EXERCISE TASKS
A: In the transcript, echo the passage between "Another voice from" and "anything about consciousness.", inclusive.
B: Using the transcript, explain why Brian Greene says he doesn't feel the need to reconcile unified physical theory with psychic phenomena.

TEXT PROVIDED
● ● ● ●

Now what those "molecules and atoms of space and time" actually are, I don't know. But just as motion of atoms bears no obvious, at first sight, relationship with temperature, we suspect that when they locate those fundamental entities making up space and time, there won't be any space and time obviously there. There will only be those entities so out, some appropriate, ordered, coherent state, that familiar ideas of space and time will emerge. So we expect, one day, that the laws of physics will not have space and time from the get-go, just like the laws of physics don't have temperature in them form the get-go, they have motion of molecules and atoms. That is what we are looking for. And when we get there, I think it's gonna be the next revolution in our understanding.
Question. How do you reconcile the unified physical theory with all the psychic phenomena in the world?
Brian Greene. How do I reconcile unified physical theory with all the psychic phenomena in the world? I have a 900- number you can call. (Audience laughs.)
Another voice from the audience. Good for you! I like that answer.
Brian Greene I don't reconcile it. I don't feel the need to reconcile them. I am interested, as a physicist, in those phenomena that are experimentally established, that had been replicated over and over again in laboratory conditions that we have complete control over. And if I understand the kind of psychic phenomena that you are referring to, I have never seen any evidence that those phenomena stand up to the kind of [scrutiny] that [would make me believe they are real].
Now, there are other psychic phenomena, namely, consciousness. I do believe in consciousness. I [just] don't think that's the kind of exotic phenomenon that you may have been referring to, and the unified theory, or string theory, doesn't say anything about consciousness.
And again, I think, my answer right now is "no", and the reason is because I do believe consciousness is open to a question of physical/chemical properties and phenomena that happen in the brain. I don't think you need anything more [to understand what consciousness is]. But the physics of the unified theory talks about physics of tiny, tiny scales, and we don't know how to bridge the huge gap inside and complexity of something as big and complex as the human brain. So if string theory is correct, would we think that mental properties are [determined by] physics of string theory? I would say yes. But if you ask me to be more specific and lay down details, [neither] I nor any other string theoretician in the world could do that. So I don't think that addresses the issue you had in mind, but that's the best that I think you can hope for in terms of unified theory [explaining psychic phenomena].
Question (could not be heard).
Brian Greene repeats the question. If energy can escape through collisions into other dimensions, could the energy come back from the other dimensions sometimes and enter ours?
The answer is yes, and in fact, some people may be familiar with certain problems that are known as the dark matter problems. For instance, a dark matter problem is, when we look at [the outer?] space, our measurements and observations held that there has to be more matter out there than we can see with our telescopes. We know it's there by virtue of the gravity that that matter exerts, but we don't see the matter. That's not necessarily surprising. The matter that's not giving off light would be dark. If it's dark, you can't see it.

● ● ● ●

PROVIDED MATERIAL
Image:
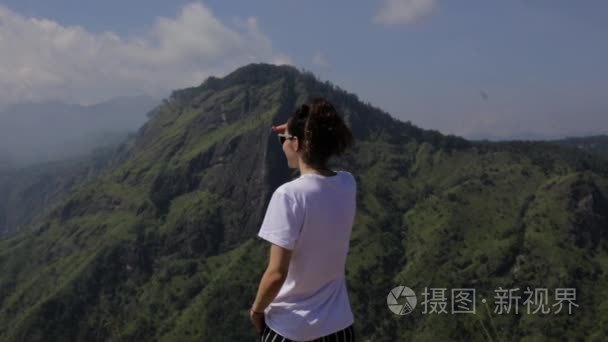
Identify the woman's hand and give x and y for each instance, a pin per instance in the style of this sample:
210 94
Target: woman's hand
279 128
257 318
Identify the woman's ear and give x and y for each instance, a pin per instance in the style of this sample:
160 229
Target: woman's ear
296 144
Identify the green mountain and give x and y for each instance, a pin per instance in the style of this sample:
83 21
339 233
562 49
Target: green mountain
163 246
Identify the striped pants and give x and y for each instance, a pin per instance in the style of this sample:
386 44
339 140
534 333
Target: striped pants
344 335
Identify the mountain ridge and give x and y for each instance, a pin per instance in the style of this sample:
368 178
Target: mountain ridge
163 247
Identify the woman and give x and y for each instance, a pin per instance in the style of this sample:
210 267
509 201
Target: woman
302 295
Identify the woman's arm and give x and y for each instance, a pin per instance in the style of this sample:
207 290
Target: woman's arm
273 278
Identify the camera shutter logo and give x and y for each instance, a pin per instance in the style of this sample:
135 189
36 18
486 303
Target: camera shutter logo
401 300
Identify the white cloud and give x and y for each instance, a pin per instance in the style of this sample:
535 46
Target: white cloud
320 60
41 59
394 12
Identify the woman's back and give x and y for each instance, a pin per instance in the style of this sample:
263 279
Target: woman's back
312 216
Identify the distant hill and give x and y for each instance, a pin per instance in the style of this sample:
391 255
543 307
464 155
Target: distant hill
597 144
29 190
49 131
161 246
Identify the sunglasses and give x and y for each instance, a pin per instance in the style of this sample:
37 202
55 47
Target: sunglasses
285 136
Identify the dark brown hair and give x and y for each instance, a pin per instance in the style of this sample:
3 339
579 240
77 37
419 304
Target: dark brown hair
321 130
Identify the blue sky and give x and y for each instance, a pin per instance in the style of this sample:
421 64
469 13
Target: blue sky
470 67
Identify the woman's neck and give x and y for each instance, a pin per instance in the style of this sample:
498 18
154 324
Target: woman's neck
316 170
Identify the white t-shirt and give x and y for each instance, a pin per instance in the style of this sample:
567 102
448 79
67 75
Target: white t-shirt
313 216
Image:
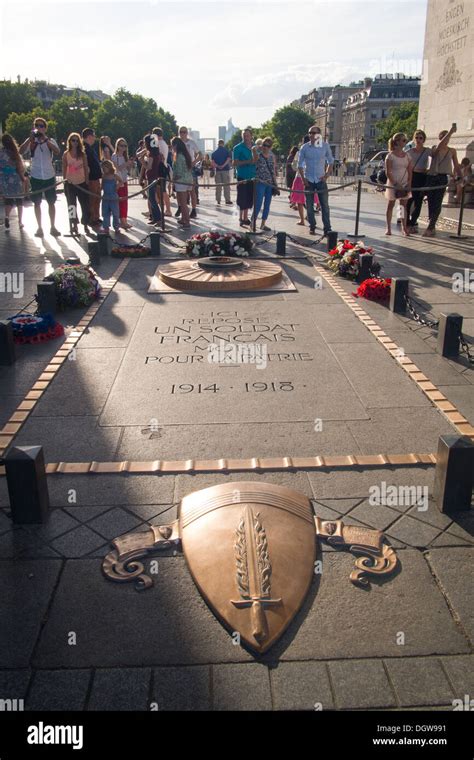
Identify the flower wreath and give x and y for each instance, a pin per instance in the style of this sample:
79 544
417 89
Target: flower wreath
215 243
343 260
76 285
35 328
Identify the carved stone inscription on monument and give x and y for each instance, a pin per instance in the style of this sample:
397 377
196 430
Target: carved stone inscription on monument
198 363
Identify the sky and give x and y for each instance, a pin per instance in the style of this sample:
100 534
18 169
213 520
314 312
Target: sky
208 61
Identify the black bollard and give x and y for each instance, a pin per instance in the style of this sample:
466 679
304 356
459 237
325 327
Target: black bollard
46 297
281 244
94 253
365 265
7 344
155 243
103 240
398 294
459 235
331 240
27 485
357 234
454 473
449 333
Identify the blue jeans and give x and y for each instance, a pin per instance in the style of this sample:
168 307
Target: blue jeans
262 192
155 209
110 208
321 189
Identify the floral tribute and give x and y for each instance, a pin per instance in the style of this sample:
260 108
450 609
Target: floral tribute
375 289
137 251
344 259
215 243
35 328
76 285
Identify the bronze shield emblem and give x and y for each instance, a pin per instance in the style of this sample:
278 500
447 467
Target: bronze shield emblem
251 551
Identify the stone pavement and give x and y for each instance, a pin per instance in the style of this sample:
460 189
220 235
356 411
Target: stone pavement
73 640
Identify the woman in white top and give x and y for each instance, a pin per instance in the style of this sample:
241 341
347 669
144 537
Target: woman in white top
122 164
399 170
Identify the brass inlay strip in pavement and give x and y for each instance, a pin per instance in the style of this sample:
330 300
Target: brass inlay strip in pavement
431 391
21 413
263 464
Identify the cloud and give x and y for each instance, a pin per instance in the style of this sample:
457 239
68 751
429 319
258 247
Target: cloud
277 88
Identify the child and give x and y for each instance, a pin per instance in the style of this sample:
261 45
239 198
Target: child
110 206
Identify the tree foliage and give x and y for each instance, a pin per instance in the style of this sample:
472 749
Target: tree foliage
72 114
402 118
287 127
16 97
19 125
130 115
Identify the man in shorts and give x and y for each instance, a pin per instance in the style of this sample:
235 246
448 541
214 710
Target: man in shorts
244 158
195 154
42 173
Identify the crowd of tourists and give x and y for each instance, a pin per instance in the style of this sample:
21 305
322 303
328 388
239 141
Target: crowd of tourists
96 175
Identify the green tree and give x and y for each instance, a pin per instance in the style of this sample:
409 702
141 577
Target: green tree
286 127
402 118
16 97
130 115
73 113
20 124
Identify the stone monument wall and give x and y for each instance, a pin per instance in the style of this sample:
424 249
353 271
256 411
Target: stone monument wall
447 90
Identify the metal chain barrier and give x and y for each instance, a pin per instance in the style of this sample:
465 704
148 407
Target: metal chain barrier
417 317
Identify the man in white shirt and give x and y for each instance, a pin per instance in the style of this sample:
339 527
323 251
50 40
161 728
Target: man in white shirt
193 151
42 172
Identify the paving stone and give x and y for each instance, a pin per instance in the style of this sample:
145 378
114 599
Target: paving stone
300 686
339 620
361 684
421 427
431 515
375 515
24 585
439 371
20 543
454 570
114 523
80 439
77 542
241 687
112 330
59 522
110 490
413 532
184 688
460 672
169 624
389 385
81 386
236 441
14 683
58 690
419 681
120 689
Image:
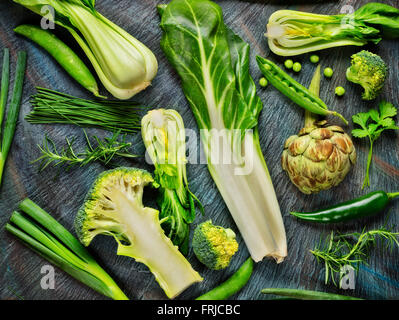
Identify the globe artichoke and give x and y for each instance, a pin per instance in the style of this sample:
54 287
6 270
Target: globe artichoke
320 156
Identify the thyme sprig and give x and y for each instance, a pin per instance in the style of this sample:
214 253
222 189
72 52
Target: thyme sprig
104 151
351 249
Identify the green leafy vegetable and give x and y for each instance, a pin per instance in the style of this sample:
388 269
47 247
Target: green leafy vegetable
165 140
124 65
114 207
368 70
104 152
15 104
213 64
372 124
292 32
47 237
54 107
351 249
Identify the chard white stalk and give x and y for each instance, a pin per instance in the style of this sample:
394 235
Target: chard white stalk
213 64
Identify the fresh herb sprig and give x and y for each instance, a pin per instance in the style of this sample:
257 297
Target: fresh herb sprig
104 152
50 107
372 124
351 249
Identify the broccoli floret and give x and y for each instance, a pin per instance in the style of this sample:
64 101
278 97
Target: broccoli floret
213 245
114 207
368 70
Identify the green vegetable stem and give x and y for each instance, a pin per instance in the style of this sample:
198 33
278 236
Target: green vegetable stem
232 285
306 294
124 65
62 54
15 104
293 90
292 32
47 237
365 206
50 106
114 207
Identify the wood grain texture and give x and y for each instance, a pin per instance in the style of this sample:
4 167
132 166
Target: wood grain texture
62 192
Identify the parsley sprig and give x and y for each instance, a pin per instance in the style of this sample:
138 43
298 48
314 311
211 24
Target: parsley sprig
372 124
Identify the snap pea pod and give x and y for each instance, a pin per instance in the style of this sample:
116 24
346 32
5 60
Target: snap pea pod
294 90
307 294
231 285
62 54
367 205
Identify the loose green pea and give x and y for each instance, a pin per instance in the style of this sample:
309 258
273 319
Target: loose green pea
314 58
339 91
263 82
288 63
328 72
297 67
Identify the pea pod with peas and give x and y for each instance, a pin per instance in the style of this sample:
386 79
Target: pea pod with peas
63 54
294 90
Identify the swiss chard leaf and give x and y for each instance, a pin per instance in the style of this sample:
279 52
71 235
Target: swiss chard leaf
196 42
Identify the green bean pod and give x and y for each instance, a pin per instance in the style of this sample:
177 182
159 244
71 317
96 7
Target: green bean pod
306 294
294 90
63 54
232 285
367 205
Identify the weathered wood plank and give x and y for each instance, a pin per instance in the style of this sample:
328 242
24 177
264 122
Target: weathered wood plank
61 192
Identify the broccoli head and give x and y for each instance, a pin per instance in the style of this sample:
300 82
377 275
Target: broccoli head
114 207
368 70
213 245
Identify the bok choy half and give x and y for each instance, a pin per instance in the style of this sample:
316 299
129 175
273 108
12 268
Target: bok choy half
124 65
213 65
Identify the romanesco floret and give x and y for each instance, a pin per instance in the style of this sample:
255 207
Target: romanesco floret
213 245
368 70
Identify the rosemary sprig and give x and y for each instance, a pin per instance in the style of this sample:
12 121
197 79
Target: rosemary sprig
351 249
104 151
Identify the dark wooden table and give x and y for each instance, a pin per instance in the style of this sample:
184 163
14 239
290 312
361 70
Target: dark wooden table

● ● ● ●

PROBLEM SOLUTIONS
A:
Another voice from the audience. Good for you! I like that answer.
Brian Greene I don't reconcile it. I don't feel the need to reconcile them. I am interested, as a physicist, in those phenomena that are experimentally established, that had been replicated over and over again in laboratory conditions that we have complete control over. And if I understand the kind of psychic phenomena that you are referring to, I have never seen any evidence that those phenomena stand up to the kind of [scrutiny] that [would make me believe they are real].
Now, there are other psychic phenomena, namely, consciousness. I do believe in consciousness. I [just] don't think that's the kind of exotic phenomenon that you may have been referring to, and the unified theory, or string theory, doesn't say anything about consciousness.

B: As a physicist, he is interested only in phenomena that have been experimentally established and replicated over and over under fully controlled laboratory conditions. He has never seen evidence that the psychic phenomena in question stand up to that kind of scrutiny.